===== Stored records =====

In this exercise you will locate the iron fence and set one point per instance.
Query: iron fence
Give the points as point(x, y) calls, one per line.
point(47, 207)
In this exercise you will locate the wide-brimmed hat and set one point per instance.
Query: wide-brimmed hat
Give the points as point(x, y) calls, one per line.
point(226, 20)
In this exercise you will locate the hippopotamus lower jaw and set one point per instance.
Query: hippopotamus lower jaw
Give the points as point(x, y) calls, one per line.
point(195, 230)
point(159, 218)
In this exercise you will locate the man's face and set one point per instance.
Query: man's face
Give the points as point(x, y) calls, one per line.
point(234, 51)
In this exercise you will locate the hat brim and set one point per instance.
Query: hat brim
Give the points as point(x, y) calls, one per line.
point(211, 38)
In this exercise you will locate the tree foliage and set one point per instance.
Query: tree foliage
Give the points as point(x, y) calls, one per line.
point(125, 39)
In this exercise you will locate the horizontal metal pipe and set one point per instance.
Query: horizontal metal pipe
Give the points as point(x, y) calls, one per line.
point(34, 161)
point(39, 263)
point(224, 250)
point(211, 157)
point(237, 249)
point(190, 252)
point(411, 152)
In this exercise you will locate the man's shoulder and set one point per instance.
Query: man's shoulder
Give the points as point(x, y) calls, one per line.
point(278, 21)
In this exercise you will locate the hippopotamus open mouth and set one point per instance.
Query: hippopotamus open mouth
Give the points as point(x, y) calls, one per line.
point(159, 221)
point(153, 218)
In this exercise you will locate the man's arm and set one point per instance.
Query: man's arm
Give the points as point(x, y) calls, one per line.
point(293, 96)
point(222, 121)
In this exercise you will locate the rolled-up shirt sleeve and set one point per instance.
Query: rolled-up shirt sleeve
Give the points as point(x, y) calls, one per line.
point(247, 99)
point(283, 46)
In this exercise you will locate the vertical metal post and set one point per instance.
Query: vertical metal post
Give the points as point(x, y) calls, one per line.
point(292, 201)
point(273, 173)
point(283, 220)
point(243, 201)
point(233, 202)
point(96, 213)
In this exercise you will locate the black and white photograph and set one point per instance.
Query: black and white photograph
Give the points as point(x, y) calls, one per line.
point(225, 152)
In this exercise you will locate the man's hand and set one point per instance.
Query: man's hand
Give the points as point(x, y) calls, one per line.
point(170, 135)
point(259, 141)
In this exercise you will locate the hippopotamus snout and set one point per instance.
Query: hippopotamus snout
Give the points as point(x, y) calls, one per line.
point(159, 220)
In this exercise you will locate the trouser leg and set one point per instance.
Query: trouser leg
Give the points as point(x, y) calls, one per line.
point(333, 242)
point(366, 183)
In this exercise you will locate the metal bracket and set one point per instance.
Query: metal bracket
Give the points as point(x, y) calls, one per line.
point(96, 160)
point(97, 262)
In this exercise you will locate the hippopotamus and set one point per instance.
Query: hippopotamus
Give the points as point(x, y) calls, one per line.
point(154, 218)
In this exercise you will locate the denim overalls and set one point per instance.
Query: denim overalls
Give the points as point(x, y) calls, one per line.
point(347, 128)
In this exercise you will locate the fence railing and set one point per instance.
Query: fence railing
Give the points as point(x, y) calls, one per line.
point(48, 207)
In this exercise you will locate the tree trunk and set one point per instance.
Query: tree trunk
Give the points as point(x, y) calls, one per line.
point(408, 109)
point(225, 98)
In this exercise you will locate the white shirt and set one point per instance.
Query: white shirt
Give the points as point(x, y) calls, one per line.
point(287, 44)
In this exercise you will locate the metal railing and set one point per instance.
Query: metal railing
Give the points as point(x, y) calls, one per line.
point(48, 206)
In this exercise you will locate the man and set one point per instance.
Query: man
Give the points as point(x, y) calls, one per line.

=====

*Task to carry out:*
Rescale the stretch of entries from the start through the line containing "point(222, 121)", both included, by rewriting every line, requests unchanged, with each point coordinate in the answers multiplied by 2.35 and rounded to a whole number, halves rounding up. Give only those lines.

*Solution for this exercise:*
In this exercise you will locate the iron fence and set one point per instance.
Query: iron fence
Give the points as point(x, y) calls, one per line.
point(110, 486)
In this exercise you will locate the wide-brimmed hat and set one point per instance.
Query: wide-brimmed hat
Give the points as point(x, y) calls, one per line.
point(531, 47)
In this exercise you will locate the hippopotamus lower jaw and set one point per instance.
Query: hippopotamus lower jaw
Give the points as point(x, y) calls, one per line.
point(458, 541)
point(374, 512)
In this exercise you will locate the man's face and set one point per instance.
Query: man's face
Give the points as point(x, y) calls, one per line.
point(550, 120)
In this exercise you will locate the hat brim and set one point per instance.
Query: hat brim
Give the points as point(x, y) calls, one per line.
point(496, 89)
In this exercise you will locate the tree foliage and set one point per instance.
Query: tree foliage
Give the points as point(x, y) calls, one per line.
point(294, 92)
In this exercise you will locate the horizontal metal pipe and set one point per instance.
Query: horizontal metal pipe
Give the points as point(x, y) calls, one per line.
point(80, 378)
point(92, 618)
point(526, 588)
point(496, 369)
point(557, 585)
point(447, 592)
point(966, 357)
In this exercise you will locate the man's shoulder and set one point per instance.
Query: man's shoulder
Give the points as point(x, y) calls, one per line.
point(653, 49)
In this exercise you will locate the hippopotamus open mouth and set one point per instance.
Query: hippopotamus open mouth
Give the points as point(x, y) calls, one per line.
point(374, 519)
point(360, 512)
In this exercise you will locate the man's arm and set one point per instance.
Query: man's arm
Give the points as point(x, y) calls, one per line.
point(689, 226)
point(522, 284)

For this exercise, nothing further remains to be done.